The other members of this quartet were Grace Green, Luella Dalley and Erma
Wilson.
We had no buildings on our place except the house. I had the cows in
an old stable over at Ed's place, so it was necessary for me to go get
timber out to build a barn. Mama had to be taken to singing practice one
night and sometimes two nights a week for it was a common thing for them to
be called to different communities in the valley to sing, but we were
young, strong and happy and glad to render service where it was needed.
We never got rich on the farm but we had enough to eat of good food,
and work for the children to do so they could learn responsibility. Many
times we got discouraged at the way things were going. During the
depression -- 1933 to 1940 -- conditions were bad. We got 10 cents a pound
for butterfat, five cents a dozen for eggs. Good milk cows sold for
fifteen dollars. We got from fifteen cents to 25 cents for a bushel of
wheat and we had to pay 98 cents for a sack of flour and we paid 8 to 10%
interest to the bank for money we borrowed.

## Given instruction
Proceed with the farm memoir, picking up right after its final sentence and keeping its first-person voice. The rows that follow come from a separate source and have no connection to the farm memoir.

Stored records
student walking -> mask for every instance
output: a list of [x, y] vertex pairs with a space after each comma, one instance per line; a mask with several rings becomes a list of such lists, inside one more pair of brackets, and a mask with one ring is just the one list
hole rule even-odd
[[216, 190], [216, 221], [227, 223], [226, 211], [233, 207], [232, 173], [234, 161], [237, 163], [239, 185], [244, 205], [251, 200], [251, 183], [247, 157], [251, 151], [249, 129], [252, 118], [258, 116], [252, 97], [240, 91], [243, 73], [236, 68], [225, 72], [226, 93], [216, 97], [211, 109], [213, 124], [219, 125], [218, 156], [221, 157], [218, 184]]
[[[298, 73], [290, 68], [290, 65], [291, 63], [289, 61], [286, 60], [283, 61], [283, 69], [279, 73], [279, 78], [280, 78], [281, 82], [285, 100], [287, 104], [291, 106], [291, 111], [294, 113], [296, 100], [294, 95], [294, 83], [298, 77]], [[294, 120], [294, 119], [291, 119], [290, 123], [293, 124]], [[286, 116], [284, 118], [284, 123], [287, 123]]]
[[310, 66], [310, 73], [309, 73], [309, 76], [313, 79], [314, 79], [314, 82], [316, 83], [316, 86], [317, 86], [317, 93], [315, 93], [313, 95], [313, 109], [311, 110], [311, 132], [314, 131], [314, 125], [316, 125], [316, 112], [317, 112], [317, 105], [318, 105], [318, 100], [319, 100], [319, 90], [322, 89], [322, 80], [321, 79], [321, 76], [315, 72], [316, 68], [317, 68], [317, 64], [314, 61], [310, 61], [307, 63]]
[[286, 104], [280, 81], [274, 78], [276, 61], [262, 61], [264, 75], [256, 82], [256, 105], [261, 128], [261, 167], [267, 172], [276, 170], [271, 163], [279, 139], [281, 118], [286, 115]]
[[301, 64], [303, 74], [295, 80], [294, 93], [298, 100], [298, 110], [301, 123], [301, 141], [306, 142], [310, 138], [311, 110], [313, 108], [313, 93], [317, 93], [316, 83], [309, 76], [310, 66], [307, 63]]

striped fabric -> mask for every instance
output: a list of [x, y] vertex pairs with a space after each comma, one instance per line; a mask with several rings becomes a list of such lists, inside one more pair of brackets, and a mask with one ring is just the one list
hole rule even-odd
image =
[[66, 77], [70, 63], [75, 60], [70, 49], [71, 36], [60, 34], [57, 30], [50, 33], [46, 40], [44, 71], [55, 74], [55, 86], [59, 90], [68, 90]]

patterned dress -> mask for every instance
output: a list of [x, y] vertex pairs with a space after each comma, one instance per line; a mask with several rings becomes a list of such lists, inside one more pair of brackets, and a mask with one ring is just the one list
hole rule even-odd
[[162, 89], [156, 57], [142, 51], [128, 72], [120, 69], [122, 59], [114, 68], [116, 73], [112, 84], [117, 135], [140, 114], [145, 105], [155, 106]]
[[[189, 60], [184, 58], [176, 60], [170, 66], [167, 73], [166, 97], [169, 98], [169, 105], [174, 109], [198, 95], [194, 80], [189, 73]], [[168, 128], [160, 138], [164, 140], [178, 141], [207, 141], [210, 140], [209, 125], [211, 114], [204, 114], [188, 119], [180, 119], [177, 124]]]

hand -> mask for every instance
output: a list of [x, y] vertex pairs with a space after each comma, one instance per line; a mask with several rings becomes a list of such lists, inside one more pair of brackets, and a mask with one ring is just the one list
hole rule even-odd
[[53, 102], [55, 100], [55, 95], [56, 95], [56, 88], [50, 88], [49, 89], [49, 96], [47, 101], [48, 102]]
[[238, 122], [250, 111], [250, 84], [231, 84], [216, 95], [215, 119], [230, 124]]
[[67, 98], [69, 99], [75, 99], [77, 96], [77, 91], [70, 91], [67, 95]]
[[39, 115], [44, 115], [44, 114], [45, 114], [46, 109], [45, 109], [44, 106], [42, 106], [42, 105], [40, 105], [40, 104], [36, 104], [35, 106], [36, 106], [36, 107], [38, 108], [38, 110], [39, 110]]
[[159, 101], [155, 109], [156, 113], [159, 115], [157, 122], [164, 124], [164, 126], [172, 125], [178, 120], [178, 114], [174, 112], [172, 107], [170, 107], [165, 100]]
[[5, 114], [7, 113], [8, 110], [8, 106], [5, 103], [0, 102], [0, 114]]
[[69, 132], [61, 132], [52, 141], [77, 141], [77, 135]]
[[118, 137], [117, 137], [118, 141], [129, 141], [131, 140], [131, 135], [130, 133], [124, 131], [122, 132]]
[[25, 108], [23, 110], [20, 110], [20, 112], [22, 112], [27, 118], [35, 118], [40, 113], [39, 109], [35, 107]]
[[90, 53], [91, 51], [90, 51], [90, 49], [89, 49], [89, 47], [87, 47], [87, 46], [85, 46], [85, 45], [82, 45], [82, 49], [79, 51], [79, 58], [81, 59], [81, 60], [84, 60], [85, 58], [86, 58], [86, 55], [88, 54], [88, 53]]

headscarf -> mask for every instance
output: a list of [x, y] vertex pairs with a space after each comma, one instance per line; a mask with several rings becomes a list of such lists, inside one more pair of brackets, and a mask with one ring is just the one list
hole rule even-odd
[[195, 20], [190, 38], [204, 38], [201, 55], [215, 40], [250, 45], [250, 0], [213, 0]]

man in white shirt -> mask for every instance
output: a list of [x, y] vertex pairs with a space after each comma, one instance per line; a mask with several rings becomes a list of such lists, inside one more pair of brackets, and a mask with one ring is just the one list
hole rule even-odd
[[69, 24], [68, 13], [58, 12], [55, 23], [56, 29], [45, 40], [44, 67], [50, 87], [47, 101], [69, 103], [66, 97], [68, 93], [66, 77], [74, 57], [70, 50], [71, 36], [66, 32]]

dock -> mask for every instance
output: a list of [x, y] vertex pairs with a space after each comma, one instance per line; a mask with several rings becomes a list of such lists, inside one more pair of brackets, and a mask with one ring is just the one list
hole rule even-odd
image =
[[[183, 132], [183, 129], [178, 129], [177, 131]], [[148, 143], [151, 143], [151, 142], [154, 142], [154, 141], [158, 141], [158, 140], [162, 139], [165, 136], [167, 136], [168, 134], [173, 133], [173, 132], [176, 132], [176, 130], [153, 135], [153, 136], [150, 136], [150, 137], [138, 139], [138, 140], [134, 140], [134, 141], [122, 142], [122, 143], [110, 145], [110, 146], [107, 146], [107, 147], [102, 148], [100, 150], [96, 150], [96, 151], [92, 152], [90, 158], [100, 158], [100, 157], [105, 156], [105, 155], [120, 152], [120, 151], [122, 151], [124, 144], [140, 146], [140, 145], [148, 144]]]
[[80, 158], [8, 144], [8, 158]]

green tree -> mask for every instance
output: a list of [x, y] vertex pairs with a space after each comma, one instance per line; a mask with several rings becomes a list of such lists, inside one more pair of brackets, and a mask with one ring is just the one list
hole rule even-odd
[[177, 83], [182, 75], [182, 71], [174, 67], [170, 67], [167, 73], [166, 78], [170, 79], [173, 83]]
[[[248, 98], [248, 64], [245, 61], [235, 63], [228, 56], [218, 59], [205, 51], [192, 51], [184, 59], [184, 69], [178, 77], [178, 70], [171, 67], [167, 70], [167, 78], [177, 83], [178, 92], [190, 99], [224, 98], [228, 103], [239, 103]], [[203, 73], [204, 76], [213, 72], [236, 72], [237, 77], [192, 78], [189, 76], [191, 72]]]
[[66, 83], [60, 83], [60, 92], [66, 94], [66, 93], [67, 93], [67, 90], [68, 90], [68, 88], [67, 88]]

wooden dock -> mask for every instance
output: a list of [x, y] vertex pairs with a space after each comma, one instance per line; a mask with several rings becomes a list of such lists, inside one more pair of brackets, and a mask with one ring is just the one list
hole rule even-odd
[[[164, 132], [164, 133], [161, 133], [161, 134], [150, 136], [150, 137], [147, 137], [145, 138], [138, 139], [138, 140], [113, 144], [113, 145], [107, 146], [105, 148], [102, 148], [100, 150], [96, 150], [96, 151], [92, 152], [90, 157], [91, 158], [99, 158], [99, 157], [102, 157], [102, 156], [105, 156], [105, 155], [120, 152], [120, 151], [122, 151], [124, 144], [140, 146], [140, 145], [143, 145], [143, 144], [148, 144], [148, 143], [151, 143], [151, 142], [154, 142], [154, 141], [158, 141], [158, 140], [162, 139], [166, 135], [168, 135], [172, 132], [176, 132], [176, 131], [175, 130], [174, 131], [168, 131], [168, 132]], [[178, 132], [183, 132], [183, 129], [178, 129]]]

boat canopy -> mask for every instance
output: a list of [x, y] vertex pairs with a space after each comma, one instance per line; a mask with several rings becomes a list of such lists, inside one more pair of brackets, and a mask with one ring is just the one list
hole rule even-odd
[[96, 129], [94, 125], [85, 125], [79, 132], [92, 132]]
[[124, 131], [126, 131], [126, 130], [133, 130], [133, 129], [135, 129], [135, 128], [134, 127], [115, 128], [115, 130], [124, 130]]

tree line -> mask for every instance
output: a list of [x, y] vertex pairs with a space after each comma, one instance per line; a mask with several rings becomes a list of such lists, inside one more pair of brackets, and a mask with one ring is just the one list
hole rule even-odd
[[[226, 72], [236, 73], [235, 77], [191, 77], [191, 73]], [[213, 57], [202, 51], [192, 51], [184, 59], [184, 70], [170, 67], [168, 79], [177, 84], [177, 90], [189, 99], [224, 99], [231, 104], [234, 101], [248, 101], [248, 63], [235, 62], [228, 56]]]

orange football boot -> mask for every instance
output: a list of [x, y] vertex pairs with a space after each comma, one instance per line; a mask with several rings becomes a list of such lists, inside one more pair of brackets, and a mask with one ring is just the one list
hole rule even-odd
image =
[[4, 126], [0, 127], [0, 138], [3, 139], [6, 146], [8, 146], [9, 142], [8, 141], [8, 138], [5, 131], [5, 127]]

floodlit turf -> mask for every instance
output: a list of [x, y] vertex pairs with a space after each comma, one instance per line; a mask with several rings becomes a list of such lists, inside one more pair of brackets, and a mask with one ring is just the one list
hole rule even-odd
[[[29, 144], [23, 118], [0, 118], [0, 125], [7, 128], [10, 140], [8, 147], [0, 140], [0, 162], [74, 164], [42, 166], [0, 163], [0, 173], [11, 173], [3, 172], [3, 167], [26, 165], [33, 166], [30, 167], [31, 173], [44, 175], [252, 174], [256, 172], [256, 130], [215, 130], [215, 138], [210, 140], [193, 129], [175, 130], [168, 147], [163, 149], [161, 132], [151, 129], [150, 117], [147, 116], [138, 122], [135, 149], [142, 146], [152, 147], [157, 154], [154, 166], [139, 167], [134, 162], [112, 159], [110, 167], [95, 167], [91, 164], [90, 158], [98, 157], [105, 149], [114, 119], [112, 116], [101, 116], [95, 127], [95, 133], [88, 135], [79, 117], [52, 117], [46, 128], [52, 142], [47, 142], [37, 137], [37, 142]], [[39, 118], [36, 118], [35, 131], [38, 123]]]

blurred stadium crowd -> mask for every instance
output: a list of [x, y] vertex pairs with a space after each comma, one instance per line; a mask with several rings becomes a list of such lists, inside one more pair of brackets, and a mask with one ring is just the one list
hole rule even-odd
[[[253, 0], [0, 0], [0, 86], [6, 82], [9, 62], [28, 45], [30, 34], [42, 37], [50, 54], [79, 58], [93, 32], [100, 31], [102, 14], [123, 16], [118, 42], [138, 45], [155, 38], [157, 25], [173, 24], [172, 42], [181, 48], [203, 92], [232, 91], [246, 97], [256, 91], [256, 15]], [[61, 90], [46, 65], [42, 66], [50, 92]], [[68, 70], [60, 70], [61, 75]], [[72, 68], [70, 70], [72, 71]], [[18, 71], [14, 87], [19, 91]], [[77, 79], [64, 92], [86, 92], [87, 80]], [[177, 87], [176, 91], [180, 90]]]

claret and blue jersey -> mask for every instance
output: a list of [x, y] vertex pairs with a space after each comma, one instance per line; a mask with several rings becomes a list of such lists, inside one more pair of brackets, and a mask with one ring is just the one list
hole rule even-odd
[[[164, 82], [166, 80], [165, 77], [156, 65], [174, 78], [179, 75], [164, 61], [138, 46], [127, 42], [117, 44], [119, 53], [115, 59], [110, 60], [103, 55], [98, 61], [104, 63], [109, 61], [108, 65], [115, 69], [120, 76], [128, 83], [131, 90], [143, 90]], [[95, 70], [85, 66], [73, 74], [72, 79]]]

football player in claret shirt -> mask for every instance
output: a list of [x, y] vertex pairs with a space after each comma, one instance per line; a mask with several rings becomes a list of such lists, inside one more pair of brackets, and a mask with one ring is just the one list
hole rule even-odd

## Task result
I believe in God with all my heart and I know that we are His
children, and he is interested in our welfare. At one time I almost forgot
this important principle. We were in debt and paying 8% interest on the
mortgage. This summer was beautiful. The crops were growing bumper yields
and it looked like maybe this year we would be able to make some progress.
One afternoon it was hot and sultry. We were working in the fields
cutting hay when a wind started to blow. A big black cloud came rolling
over the sky from the southwest. In a few minutes it started to rain and
then hail. The wind blew so hard it drove hail stones into the grain and
hay with a force that cut everything off close to the ground. The wind
carried some of it to the tops of the mountains where the next summer it
sprouted and grew. In a few minutes it was all over -- everything seemed
to be all over. The hail stopped, the wind calmed and the sun came out,
but the damage was done.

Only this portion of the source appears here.